> Goal of the exercise
Your task is to copy every line of the records below that contains "green".

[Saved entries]
-.-.-
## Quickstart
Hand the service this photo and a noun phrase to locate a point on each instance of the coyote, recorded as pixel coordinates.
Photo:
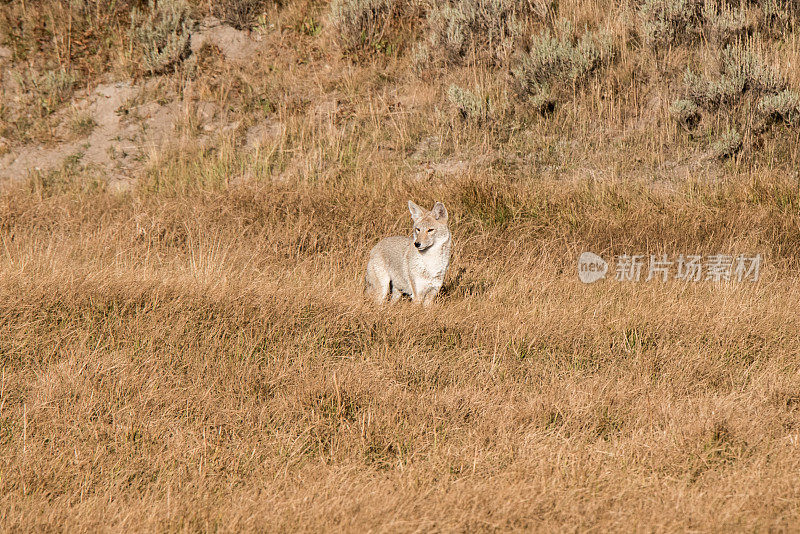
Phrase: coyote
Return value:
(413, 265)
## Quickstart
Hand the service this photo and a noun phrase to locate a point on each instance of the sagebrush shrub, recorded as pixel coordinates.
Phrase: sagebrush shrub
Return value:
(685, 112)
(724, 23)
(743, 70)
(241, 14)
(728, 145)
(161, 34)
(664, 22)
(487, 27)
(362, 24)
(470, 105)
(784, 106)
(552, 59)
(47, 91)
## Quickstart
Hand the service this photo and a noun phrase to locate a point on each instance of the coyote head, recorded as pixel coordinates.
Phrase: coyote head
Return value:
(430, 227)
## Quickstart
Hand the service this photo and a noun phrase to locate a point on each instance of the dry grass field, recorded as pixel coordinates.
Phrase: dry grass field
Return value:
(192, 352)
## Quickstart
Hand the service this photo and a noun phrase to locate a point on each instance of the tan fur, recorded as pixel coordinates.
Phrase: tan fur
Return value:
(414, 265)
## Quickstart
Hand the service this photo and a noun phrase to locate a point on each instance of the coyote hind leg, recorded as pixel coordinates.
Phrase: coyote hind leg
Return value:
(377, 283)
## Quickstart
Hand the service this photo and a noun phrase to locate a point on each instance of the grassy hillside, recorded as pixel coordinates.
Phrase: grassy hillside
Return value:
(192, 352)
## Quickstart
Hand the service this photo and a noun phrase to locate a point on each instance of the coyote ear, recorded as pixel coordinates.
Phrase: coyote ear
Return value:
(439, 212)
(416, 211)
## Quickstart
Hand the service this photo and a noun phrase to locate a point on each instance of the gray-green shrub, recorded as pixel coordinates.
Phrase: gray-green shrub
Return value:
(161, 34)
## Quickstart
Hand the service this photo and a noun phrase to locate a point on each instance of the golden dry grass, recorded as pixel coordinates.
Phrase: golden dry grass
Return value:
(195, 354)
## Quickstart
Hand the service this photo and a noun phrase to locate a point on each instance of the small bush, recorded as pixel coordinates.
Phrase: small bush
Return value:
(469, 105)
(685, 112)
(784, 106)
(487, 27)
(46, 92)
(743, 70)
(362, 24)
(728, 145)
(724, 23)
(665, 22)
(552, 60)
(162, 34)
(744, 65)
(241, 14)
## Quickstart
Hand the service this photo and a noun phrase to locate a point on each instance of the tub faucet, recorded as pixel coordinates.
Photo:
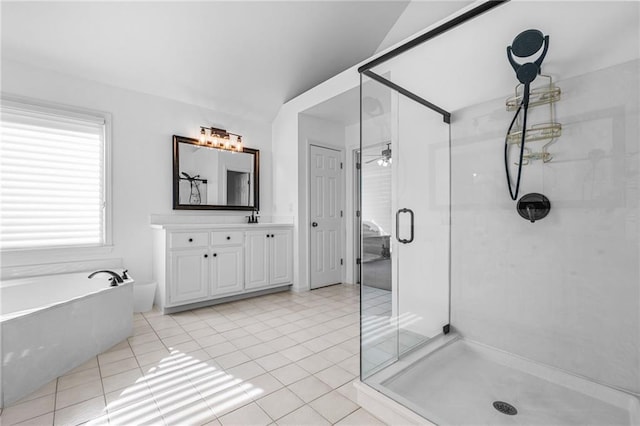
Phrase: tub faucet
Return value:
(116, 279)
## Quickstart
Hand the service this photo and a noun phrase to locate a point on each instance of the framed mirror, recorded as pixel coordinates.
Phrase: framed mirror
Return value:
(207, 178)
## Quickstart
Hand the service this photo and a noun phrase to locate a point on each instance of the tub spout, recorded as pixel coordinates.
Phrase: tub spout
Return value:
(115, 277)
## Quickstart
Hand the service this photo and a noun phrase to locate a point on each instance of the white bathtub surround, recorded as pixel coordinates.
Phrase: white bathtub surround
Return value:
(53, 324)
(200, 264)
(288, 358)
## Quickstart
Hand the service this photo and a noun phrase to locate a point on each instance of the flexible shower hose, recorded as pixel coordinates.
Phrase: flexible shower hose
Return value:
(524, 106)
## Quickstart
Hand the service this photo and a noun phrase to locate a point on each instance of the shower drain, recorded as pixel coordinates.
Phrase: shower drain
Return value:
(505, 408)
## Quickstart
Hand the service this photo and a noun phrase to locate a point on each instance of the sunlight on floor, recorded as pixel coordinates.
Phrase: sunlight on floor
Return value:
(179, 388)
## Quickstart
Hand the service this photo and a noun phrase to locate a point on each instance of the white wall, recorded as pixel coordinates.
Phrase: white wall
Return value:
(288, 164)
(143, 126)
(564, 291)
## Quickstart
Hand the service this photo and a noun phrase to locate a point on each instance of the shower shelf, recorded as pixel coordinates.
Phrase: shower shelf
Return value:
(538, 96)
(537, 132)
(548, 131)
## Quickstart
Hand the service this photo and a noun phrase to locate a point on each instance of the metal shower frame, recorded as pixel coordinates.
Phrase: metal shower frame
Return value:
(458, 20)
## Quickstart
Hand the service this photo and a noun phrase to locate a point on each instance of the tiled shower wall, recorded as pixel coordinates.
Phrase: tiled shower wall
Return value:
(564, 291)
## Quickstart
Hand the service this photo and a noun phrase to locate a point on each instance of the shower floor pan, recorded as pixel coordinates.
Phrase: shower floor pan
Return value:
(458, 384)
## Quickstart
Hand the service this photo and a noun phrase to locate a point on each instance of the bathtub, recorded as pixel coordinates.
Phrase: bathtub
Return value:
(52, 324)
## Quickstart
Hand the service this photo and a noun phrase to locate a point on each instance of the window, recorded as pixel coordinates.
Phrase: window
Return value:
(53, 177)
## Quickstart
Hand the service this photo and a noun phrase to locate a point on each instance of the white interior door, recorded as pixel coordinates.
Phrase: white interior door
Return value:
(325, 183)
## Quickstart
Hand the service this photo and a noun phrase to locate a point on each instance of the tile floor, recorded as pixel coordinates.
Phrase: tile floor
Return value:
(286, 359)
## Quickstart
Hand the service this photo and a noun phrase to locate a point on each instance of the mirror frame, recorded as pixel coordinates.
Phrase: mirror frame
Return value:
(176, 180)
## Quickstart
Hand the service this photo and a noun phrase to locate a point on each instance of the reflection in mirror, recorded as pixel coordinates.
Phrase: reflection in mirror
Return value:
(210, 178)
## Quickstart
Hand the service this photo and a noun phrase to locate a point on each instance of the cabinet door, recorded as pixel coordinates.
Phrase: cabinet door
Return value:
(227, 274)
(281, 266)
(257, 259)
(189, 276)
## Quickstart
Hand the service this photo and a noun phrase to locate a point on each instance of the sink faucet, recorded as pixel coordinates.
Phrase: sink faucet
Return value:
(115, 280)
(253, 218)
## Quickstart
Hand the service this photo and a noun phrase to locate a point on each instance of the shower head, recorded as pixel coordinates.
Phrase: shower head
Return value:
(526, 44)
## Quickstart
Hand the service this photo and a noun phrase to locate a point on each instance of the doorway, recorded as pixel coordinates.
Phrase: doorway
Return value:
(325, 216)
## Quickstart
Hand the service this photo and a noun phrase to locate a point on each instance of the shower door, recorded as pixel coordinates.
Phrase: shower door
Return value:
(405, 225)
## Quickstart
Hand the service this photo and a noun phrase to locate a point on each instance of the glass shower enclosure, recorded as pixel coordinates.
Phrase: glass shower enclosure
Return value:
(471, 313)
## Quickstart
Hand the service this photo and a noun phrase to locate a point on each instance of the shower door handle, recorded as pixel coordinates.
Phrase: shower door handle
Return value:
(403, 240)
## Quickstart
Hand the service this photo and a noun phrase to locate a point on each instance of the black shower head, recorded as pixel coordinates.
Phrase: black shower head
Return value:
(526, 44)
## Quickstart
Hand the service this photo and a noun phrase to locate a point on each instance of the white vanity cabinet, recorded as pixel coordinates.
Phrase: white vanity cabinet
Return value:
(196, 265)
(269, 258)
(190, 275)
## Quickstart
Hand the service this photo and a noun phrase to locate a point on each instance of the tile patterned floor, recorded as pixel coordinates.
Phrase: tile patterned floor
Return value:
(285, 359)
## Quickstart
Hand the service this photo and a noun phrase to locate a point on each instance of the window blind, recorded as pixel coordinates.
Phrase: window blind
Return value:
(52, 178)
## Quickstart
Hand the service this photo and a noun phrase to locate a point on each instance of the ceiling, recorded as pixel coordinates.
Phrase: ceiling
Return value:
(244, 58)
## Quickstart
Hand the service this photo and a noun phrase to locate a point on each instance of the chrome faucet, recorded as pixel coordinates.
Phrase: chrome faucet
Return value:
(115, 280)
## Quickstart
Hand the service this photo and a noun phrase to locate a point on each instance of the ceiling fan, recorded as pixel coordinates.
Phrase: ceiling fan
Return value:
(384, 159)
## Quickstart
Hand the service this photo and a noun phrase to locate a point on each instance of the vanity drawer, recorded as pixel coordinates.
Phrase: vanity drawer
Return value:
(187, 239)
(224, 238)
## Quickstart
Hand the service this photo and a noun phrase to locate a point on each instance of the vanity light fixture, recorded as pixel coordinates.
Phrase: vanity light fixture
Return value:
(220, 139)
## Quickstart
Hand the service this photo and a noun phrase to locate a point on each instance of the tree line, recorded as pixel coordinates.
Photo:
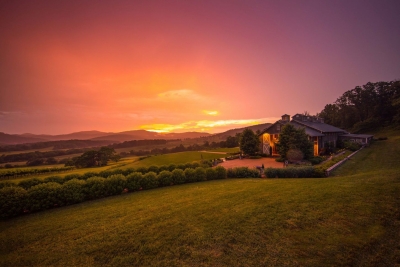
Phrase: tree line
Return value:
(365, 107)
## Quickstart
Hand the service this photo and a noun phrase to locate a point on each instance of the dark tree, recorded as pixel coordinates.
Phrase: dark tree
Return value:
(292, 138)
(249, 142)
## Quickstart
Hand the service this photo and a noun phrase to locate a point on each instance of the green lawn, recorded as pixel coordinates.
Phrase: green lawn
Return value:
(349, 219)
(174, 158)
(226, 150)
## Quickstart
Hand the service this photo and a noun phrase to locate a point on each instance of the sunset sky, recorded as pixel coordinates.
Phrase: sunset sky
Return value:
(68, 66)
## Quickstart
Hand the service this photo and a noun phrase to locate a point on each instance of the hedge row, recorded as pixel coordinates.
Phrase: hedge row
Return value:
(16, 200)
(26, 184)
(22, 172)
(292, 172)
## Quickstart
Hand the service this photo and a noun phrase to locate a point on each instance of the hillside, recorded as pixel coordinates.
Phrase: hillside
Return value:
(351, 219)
-.-.-
> Problem solution
Hand the service this photo and a noun phrase to locate a point on each instance of the gray-green shrub, recorded as pixel coordinates.
Phrase: gray-green shrub
Hand the service this photo and a noun phrase to locate a point on each instance of the green lawn, recorded as pixel coordinates.
Phrase: green lawn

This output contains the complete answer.